- **GIVEN TASK 1**: In the Dennis and Gnasher article below, rewrite the paragraph beginning "Dennis and Gnasher (or Dennis the Menace" as a bulleted list that keeps its main facts.
- **GIVEN TASK 2**:
Using the Dennis and Gnasher article below, answer these questions:
(a) Who voices Dennis?
(b) Which company distributed the series worldwide?
(c) What is Gnasher's favorite dog toy?
- **GIVEN TASK 3**: Write out the part of the Dennis and Gnasher article below between "Dennis and Gnasher" and "by Tony Collingwood.", inclusive.

Dennis and Gnasher (or Dennis the Menace and Dennis the Menace and Gnasher) is a British animated television series based on characters from The Beano comic, which was broadcast on BBC from 2 April 1996 until 7 May 1998. Reruns aired on CBBC until January 2009. The series was produced by Collingwood O'Hare Productions and D.C. Thomson & Co. in association with BBC Television, alongside Flextech and PolyGram Video for the first season only. It was distributed by HIT Entertainment worldwide and was directed and largely written by Tony Collingwood.

Characters

Main
Dennis (voiced by Richard Pearce) is the main character, Dennis is a 10-year-old troublemaker and mischievous young boy. While most of his mischief is for fun, sometimes it can cause serious problems, or even help others. Dennis' antics have caused him to gain multiple enemies including his next-door neighbour Walter, the Colonel, and Sergeant Slipper. Dennis has saved the world on one occasion and appeared on Blue Peter after winning an art competition ("The Competition").  One of his favourite TV shows is "Nick Kelly" (a character who featured in another D.C. Thomson & Co. comic).
Gnasher (voiced by Kerry Shale) is Dennis's pet dog, an Abyssinian wire-haired tripe hound. He is Dennis's "partner in crime" twenty-four hours a day, seven days a week together they are the proverbial "two peas in a pod". When Gnasher is not by Dennis's side, like during school hours (though he does follow Dennis to school in the mornings), he'll have taken up his vigil, hiding in the front garden, ready and waiting to ambush the postman as he attempts to deliver the mail on Gnasher's watch. Gnasher's family still lives on the isle of Abyssinia, as revealed in "The Trial", when a company had accused Gnasher of being a rat. Gnasher possesses a set of teeth that are capable of chewing through almost anything, hence his name. His favourite food is bones, and his favourite dog toy is his squeaky bone. In "Summer Holiday", Gnasher went by the alias of 'Norman' - in order to pass himself off as a baby to help the family find lodgings at a hotel that forbids pets. In "Special Agent Dennis", it's revealed that Dennis feeds Gnasher his homework rather than actually do the homework.

- **LISTED ENTRIES**:
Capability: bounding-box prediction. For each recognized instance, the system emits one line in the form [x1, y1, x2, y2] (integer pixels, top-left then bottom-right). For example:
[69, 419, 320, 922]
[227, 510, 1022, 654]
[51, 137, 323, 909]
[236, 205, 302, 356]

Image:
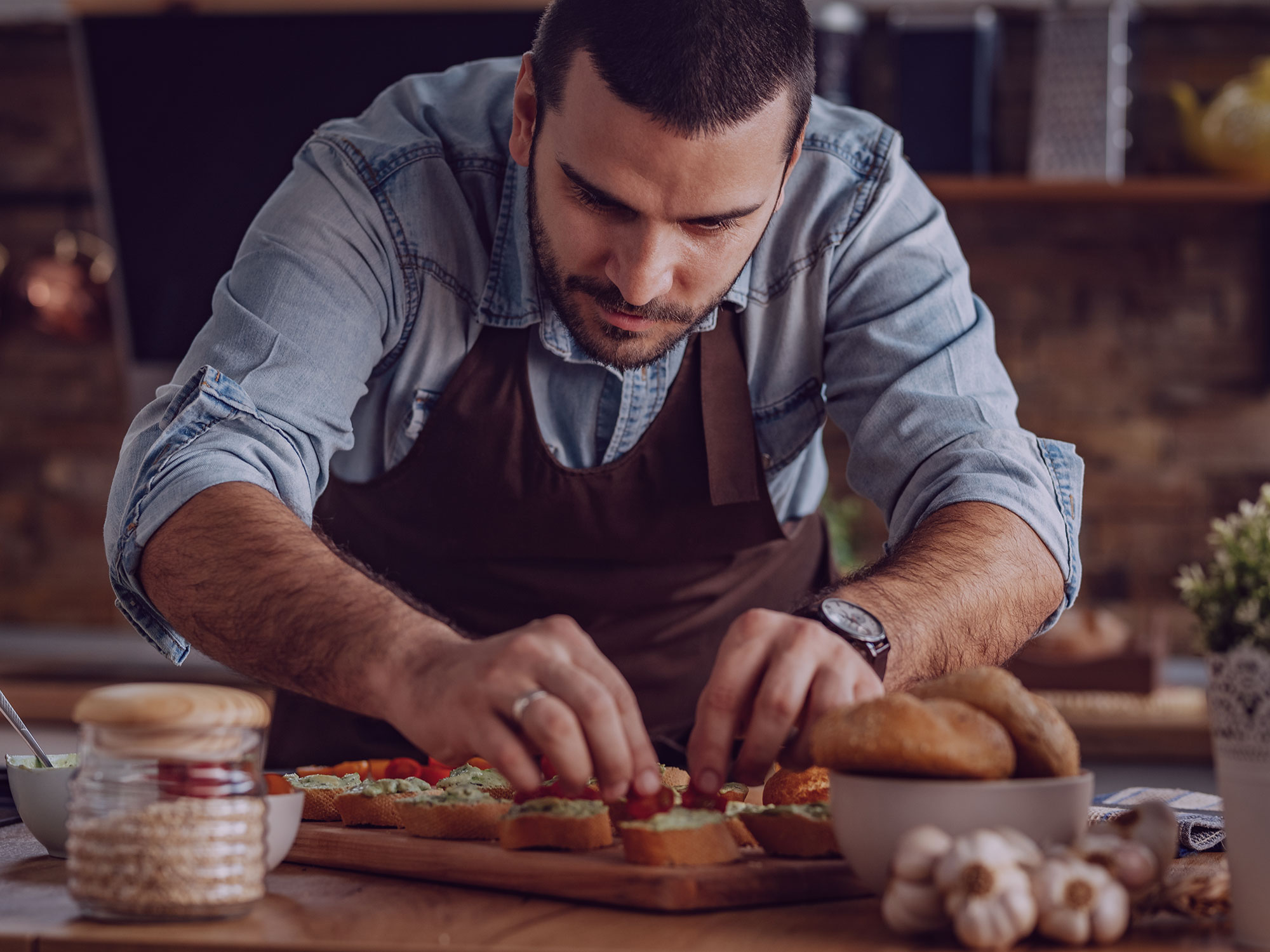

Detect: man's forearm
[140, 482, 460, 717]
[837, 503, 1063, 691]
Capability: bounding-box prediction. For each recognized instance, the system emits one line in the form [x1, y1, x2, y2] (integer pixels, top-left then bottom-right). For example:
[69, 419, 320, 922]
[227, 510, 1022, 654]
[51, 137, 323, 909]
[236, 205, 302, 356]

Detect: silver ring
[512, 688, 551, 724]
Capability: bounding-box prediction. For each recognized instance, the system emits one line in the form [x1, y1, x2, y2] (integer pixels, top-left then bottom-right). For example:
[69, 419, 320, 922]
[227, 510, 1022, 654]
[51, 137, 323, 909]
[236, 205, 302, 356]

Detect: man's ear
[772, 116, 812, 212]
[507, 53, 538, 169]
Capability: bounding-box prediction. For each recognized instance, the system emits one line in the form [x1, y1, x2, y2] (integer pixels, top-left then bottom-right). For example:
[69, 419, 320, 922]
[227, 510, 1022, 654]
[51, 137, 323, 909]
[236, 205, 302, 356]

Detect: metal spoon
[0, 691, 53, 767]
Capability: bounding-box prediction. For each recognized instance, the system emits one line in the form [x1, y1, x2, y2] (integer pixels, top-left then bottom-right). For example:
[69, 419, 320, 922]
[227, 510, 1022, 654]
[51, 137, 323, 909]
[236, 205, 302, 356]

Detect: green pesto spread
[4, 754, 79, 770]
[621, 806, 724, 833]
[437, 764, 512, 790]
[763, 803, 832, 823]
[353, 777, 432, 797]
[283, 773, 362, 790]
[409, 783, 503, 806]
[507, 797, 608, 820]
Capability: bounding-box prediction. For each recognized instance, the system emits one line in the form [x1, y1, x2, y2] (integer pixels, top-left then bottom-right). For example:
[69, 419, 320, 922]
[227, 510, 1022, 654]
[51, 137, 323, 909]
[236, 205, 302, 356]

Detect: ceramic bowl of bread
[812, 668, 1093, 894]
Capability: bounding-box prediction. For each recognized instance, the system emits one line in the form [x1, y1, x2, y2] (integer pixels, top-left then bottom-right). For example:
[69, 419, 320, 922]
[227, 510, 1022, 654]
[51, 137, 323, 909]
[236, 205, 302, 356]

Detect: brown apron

- **WORKED SOLUTION 1**:
- British animated television series based on characters from The Beano comic, also called Dennis the Menace and Dennis the Menace and Gnasher.
- Broadcast on BBC from 2 April 1996 to 7 May 1998, with reruns on CBBC until January 2009.
- Produced by Collingwood O'Hare Productions and D.C. Thomson & Co. in association with BBC Television, with Flextech and PolyGram Video taking part in the first season only.
- Distributed worldwide by HIT Entertainment.
- Directed and largely written by Tony Collingwood.

- **WORKED SOLUTION 2**:
(a) Richard Pearce
(b) HIT Entertainment
(c) His squeaky bone

- **WORKED SOLUTION 3**:
Dennis and Gnasher (or Dennis the Menace and Dennis the Menace and Gnasher) is a British animated television series based on characters from The Beano comic, which was broadcast on BBC from 2 April 1996 until 7 May 1998. Reruns aired on CBBC until January 2009. The series was produced by Collingwood O'Hare Productions and D.C. Thomson & Co. in association with BBC Television, alongside Flextech and PolyGram Video for the first season only. It was distributed by HIT Entertainment worldwide and was directed and largely written by Tony Collingwood.